**Instructions to follow:** Nothing but the lines from the one containing "the short-sleeved t-shirt" through the one containing "the distant mountain", both included, should be given again, each exactly as written below.

Top of Input

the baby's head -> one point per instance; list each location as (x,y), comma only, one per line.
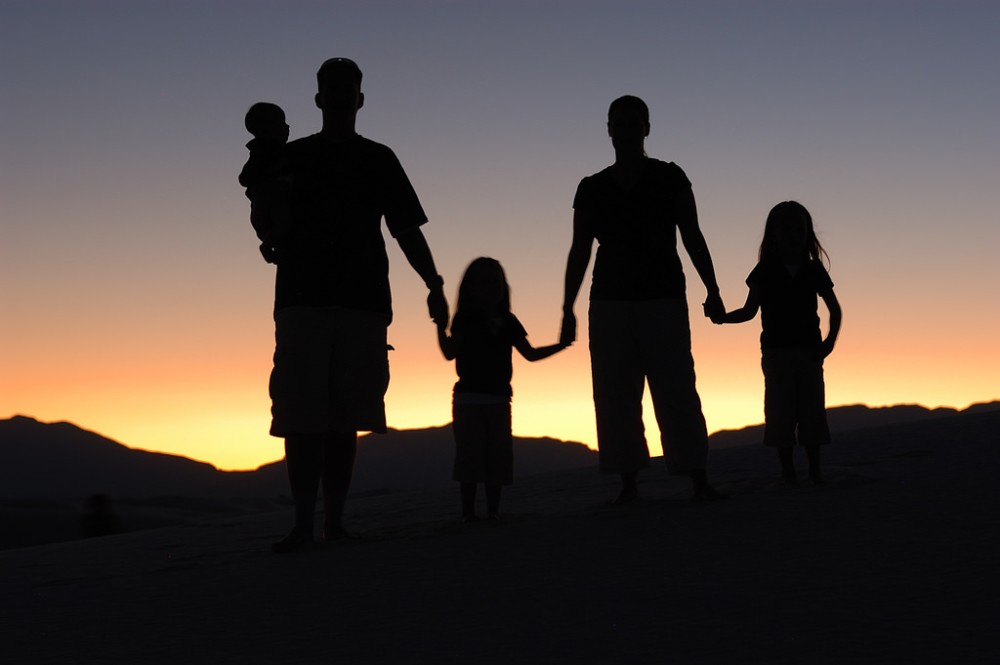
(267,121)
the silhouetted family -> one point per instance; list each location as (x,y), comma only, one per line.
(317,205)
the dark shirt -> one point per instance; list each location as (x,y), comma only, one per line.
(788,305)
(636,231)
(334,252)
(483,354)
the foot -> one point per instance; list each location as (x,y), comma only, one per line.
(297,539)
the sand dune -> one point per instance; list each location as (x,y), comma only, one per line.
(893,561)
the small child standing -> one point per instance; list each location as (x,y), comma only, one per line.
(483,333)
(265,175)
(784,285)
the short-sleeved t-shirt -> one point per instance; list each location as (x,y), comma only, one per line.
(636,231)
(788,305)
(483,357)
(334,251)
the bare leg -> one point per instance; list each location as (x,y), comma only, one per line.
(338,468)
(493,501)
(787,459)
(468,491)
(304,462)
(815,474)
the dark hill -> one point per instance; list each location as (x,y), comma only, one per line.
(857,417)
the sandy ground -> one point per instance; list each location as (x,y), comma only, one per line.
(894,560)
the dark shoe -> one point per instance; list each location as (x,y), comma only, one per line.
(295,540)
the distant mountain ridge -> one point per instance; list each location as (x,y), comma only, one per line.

Bottom of Input
Top of Input

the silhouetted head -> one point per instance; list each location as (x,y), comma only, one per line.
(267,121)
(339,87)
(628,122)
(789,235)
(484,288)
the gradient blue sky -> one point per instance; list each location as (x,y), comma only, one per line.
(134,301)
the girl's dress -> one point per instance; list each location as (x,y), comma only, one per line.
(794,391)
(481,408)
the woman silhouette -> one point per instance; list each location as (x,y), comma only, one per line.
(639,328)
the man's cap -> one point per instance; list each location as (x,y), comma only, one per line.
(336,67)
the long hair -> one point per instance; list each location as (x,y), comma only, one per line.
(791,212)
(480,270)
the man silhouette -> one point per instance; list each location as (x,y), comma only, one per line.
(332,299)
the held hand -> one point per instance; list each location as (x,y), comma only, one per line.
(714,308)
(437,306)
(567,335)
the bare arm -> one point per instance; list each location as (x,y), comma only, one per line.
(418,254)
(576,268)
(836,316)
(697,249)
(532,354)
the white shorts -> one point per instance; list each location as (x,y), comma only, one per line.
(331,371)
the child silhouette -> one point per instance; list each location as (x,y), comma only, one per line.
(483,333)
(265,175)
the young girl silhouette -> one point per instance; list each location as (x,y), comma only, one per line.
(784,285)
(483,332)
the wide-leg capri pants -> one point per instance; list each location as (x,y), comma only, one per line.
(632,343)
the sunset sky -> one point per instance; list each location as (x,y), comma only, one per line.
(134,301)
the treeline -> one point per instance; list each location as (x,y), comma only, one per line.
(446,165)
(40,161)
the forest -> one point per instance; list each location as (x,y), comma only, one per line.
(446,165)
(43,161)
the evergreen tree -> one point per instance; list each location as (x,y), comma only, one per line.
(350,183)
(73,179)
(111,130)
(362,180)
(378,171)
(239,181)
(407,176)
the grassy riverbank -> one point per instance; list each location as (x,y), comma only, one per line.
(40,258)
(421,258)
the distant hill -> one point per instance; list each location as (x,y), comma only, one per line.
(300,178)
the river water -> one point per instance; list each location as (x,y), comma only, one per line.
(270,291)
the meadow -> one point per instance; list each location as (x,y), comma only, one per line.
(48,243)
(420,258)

Bottom of Input
Top of Input

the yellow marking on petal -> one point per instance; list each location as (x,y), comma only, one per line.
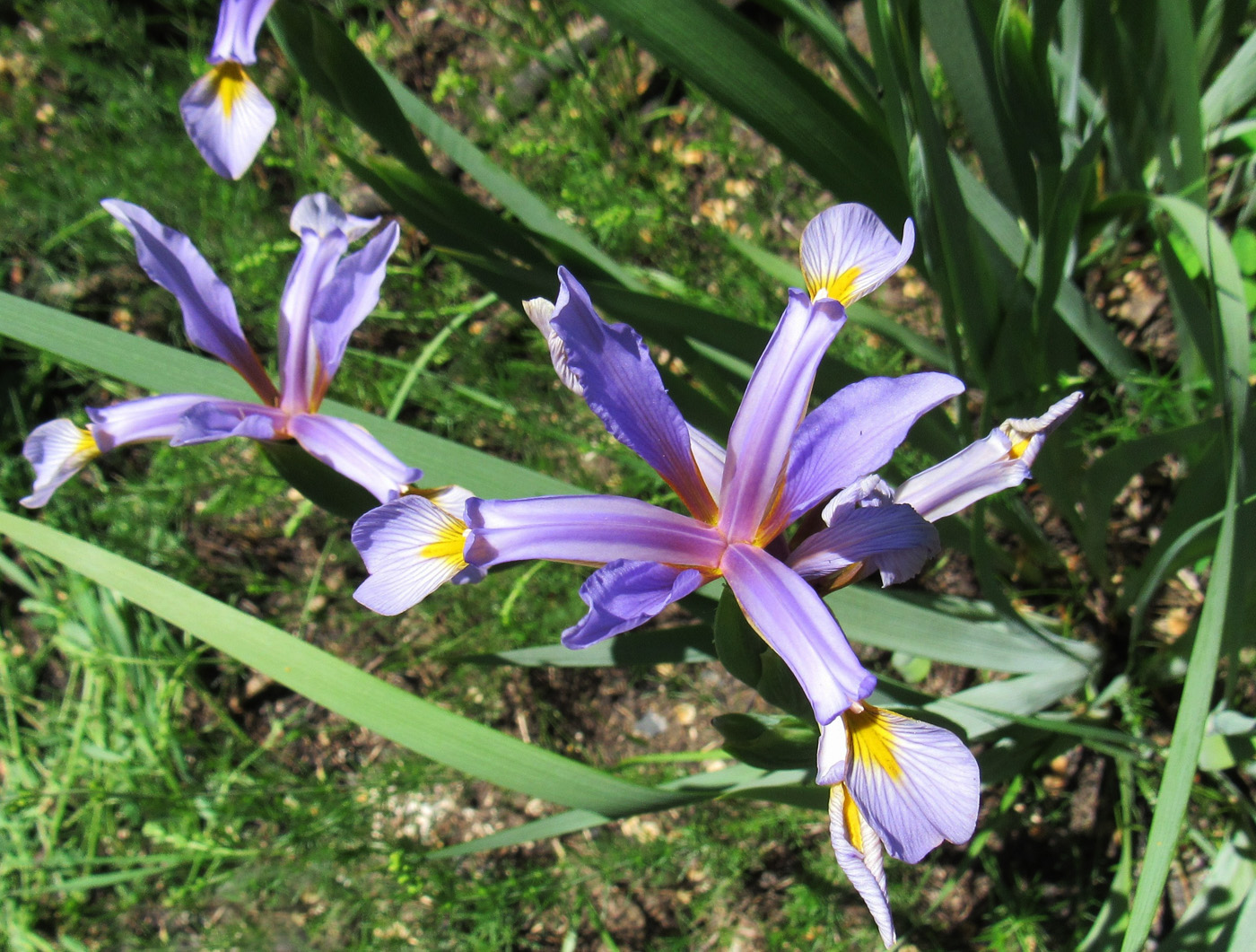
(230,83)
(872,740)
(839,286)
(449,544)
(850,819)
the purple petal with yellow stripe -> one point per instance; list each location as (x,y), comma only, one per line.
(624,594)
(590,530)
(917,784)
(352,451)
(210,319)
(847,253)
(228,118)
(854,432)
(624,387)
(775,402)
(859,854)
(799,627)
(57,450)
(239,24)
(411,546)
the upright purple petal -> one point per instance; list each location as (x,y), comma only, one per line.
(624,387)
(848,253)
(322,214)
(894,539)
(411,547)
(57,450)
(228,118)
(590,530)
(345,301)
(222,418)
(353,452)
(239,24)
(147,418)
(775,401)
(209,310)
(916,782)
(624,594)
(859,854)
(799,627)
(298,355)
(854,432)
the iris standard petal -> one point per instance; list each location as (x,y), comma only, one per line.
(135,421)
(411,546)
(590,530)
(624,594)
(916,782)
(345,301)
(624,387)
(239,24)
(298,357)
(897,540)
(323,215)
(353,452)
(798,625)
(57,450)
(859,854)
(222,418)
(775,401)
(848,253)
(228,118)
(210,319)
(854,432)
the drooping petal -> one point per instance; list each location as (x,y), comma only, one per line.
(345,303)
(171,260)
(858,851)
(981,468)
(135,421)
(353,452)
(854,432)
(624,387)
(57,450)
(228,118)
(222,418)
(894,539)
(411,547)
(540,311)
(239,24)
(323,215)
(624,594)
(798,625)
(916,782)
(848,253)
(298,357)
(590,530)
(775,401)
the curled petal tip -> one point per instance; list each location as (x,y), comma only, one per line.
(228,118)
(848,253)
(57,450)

Bottom of Input

**Response to the task:**
the short-sleeved t-shirt -> one point per instance; list each location as (x,y), comma only, one per line.
(636,231)
(788,305)
(483,357)
(334,251)
the bare leg -> one point per instance; list each location as (x,y), comma only, one per line.
(338,468)
(493,501)
(787,459)
(468,491)
(304,462)
(815,474)
the dark hill -> one point per instance; list each location as (x,y), comma only, one per line.
(857,417)
the sandy ground -> one point per instance; list each location as (x,y), comma only, one per line.
(894,560)
the dark shoe -> one point per instance; list each location as (x,y), comma only, one per line.
(295,540)
the distant mountain ridge -> one point per instance; list each location as (x,y), comma only, one per line.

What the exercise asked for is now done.